# EXERCISE AIM:
Starting with the line that contains "Kindly place a point on the broth" and going on through the end of the material, rewrite those lines with "broth surface" swapped for "soup surface" and everything else left the same.
● ● ● ●
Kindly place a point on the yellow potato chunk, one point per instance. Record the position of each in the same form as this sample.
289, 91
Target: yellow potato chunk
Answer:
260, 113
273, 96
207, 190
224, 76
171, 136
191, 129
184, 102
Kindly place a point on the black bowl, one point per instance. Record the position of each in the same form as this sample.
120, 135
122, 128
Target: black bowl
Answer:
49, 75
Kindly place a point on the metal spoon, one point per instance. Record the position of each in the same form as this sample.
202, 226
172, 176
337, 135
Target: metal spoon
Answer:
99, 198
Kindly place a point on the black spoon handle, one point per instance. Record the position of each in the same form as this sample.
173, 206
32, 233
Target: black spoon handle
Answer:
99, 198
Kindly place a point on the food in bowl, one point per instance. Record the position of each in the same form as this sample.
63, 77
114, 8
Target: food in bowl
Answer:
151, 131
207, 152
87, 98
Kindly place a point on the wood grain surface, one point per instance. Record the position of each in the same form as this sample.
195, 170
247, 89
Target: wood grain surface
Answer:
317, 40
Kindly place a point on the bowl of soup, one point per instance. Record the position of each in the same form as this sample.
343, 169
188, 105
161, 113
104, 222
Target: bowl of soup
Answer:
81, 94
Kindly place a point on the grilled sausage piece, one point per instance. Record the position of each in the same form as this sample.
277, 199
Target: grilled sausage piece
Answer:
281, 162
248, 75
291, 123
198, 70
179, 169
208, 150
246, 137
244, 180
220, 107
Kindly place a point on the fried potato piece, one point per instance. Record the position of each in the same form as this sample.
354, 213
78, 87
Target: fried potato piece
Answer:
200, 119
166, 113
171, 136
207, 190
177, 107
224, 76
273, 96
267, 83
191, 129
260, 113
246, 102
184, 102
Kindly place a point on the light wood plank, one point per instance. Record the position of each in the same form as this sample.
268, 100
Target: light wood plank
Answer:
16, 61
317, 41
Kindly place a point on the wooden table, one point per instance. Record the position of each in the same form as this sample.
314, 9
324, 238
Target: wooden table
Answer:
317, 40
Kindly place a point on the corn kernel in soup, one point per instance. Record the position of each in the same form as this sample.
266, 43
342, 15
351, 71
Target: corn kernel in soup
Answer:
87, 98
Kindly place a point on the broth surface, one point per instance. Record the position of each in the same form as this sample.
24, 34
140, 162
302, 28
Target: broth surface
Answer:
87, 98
● ● ● ●
# ANSWER IN FULL:
Kindly place a point on the soup surface, one point per instance. Record the position of each in the same form as this sample.
24, 34
140, 162
302, 28
Target: soup surface
Answer:
87, 98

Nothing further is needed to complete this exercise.